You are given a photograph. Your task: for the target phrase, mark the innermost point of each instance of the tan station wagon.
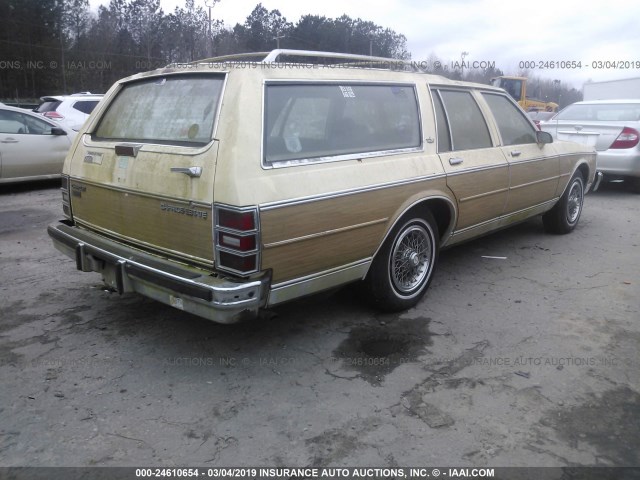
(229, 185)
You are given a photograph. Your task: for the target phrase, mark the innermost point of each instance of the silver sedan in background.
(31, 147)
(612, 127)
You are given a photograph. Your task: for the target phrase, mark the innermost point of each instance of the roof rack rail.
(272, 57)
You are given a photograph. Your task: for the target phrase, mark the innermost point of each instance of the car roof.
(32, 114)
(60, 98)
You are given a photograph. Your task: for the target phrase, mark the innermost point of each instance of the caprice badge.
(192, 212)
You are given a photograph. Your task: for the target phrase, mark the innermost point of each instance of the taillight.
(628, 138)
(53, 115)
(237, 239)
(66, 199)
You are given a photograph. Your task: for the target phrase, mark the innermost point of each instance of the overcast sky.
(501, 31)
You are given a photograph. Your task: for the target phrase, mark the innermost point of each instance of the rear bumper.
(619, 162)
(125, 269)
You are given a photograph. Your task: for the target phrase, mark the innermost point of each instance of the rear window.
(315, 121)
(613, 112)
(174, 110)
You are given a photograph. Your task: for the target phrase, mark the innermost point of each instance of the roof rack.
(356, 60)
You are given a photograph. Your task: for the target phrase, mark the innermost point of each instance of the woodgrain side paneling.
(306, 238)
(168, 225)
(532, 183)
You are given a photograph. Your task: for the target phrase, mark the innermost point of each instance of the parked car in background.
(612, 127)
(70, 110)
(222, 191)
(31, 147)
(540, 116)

_ _ _ _

▶ _YOUR GOAL_:
Rewrite the entire listing above, replacing every occurrence of "innermost point" with "central point" and leaving everything else unchanged. Omit the pictures from your answer.

▶ _SOLUTION FOR THIS PROBLEM_:
You are given a photograph. Your task: for the target phrase, mark the central point of each instance of the tan station wagon.
(229, 185)
You are given a photograph. Your task: for the target phrase, mark the central point of each instance of the silver sedan in background.
(31, 147)
(612, 127)
You are given a photograph. Your task: for the target phrase, mark the central point of each instance of the roof rack rail.
(272, 57)
You are given a photograph. Your task: for the target phrase, mark the central point of each instance of the car roof.
(32, 114)
(60, 98)
You are given a photograph. Your task: for the target phrase, mark the central point of each instance of the caprice badge.
(192, 212)
You are given a photograph. Your task: for the target phrase, mark the central point of each instance of the taillight.
(628, 138)
(53, 115)
(237, 239)
(66, 199)
You are given a photograph. Your task: for the target phrase, mark the central point of each instance of the overcast sky.
(501, 31)
You are given a photograph. Your task: for the target phrase, mark the central point of each instance of the rear bumper.
(619, 162)
(125, 269)
You are given a photograph. Your task: for the target phrase, mark the central point of each instance of the rear window.
(315, 121)
(613, 112)
(174, 110)
You are given a photograph. Your task: for the target phrase, mark the central point of each instance of the roof rack.
(356, 60)
You are given a photograph. Your task: for the target phrase, mark the central point of each instance of the woodgrain side paneling.
(306, 238)
(168, 225)
(532, 183)
You are given a photograph. Your task: for the target phrase, mark the central point of each instance of the parked car in background.
(612, 127)
(70, 110)
(222, 191)
(31, 147)
(540, 116)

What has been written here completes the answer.